- _PROBLEM REQUIREMENTS_
Count the lines in the entries below that contain the string "roof", matching uppercase and lowercase exactly. Reply with only the number.

- _INPUT FOR THIS TASK_
┏━━

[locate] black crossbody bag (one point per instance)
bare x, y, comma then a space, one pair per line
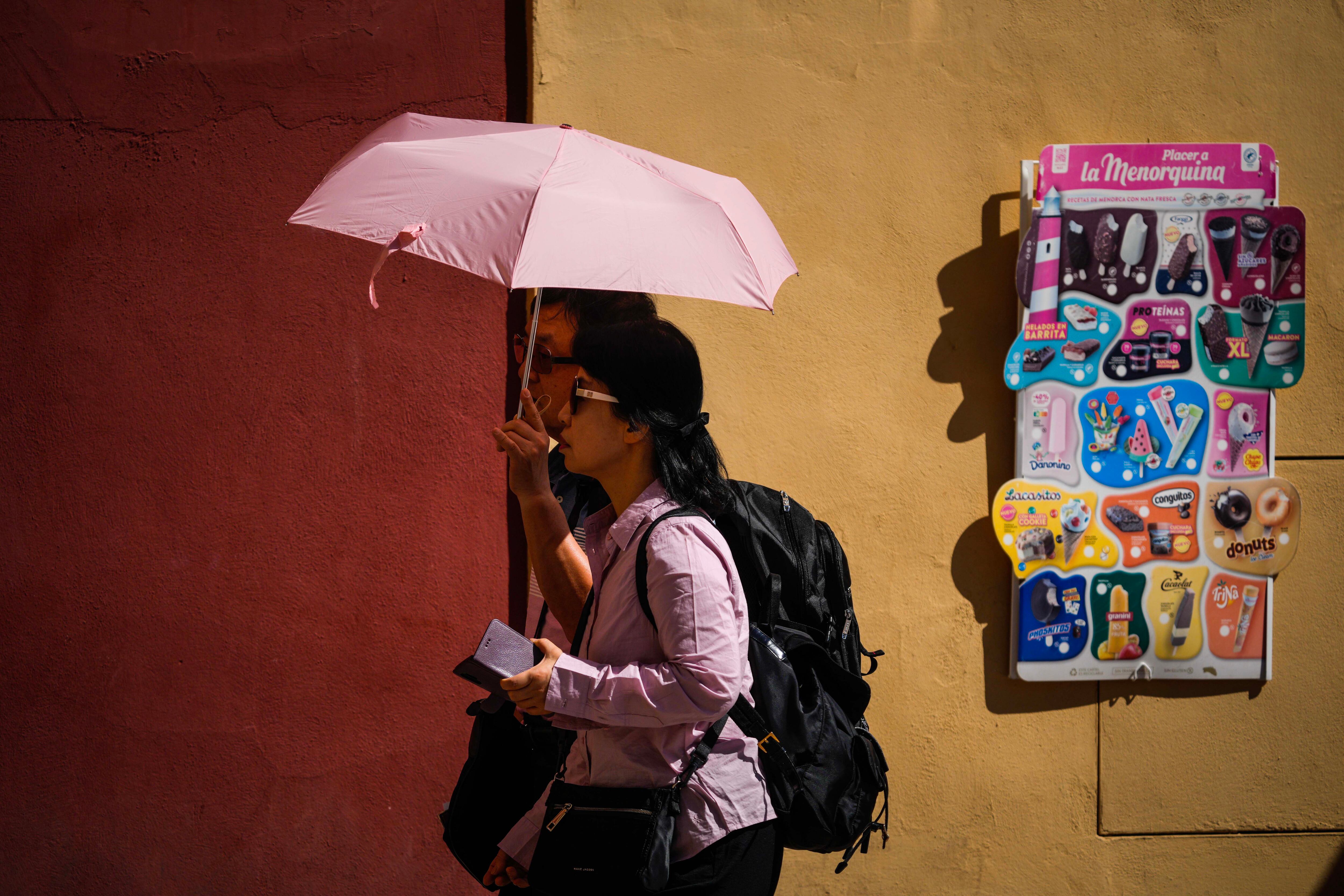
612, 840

┗━━
┏━━

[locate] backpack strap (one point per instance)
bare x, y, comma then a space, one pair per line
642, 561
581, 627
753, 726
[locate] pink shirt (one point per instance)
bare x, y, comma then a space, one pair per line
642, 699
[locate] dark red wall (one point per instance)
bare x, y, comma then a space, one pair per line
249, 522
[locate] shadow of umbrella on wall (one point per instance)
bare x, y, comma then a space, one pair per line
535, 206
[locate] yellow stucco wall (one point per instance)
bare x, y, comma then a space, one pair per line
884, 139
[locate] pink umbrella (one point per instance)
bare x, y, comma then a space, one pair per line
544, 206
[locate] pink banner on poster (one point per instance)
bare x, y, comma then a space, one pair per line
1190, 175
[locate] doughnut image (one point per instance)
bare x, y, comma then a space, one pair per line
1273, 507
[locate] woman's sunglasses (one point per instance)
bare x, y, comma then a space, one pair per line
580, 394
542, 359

┗━━
┏━━

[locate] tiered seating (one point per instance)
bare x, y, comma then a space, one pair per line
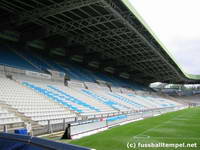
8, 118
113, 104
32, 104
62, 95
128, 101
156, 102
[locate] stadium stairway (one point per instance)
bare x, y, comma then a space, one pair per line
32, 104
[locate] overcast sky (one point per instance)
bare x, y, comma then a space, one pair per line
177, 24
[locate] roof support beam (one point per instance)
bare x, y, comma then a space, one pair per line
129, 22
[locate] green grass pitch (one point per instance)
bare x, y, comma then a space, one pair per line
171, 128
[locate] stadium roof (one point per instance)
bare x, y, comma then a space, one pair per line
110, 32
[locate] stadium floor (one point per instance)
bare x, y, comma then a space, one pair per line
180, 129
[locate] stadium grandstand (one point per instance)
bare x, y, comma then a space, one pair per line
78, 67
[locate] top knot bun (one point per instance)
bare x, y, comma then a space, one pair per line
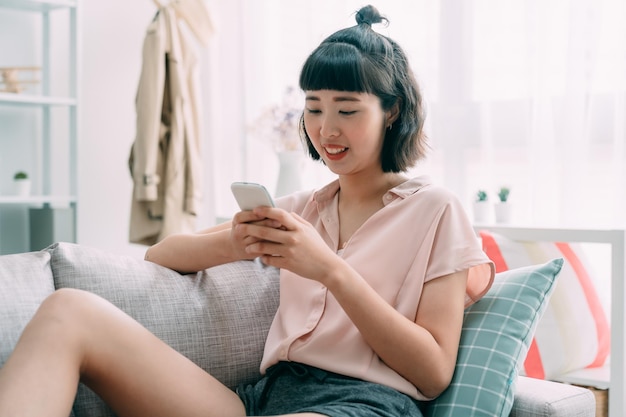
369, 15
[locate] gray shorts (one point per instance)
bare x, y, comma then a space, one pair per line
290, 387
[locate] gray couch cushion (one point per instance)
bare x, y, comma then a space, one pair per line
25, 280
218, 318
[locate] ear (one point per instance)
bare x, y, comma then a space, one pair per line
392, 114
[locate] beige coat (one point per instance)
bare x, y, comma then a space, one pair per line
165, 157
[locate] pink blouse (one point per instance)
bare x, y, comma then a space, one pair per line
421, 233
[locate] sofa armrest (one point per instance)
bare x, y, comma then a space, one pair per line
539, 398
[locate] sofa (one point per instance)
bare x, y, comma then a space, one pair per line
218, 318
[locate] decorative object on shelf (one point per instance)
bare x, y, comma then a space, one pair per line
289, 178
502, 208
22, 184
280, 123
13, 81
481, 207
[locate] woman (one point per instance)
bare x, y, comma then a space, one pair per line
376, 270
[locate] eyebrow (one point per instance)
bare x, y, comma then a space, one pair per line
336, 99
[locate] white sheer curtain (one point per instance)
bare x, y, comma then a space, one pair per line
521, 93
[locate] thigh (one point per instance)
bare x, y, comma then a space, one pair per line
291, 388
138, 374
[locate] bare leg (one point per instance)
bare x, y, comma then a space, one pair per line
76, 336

┗━━

- _ANSWER TO THE PROBLEM_
2